**WHAT YOU ARE ASKED TO DO:** Copy each line below in which the string "point" occurs.

[Collected data]
Start of Block
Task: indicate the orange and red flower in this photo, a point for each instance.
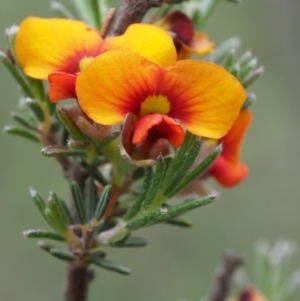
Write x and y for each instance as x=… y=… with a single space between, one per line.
x=201 y=96
x=250 y=294
x=187 y=41
x=59 y=49
x=227 y=168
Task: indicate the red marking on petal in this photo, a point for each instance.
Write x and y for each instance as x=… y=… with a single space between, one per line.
x=227 y=174
x=157 y=126
x=62 y=86
x=181 y=26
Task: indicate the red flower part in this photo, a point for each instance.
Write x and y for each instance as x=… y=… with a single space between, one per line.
End of Block
**WRITTEN REPLY:**
Task: indicate the orange and red flower in this photo, a point for each instance.
Task: indicate the red marking on petal in this photo, a point for each instance.
Task: indicate the red flower part in this photo, a point for each instance.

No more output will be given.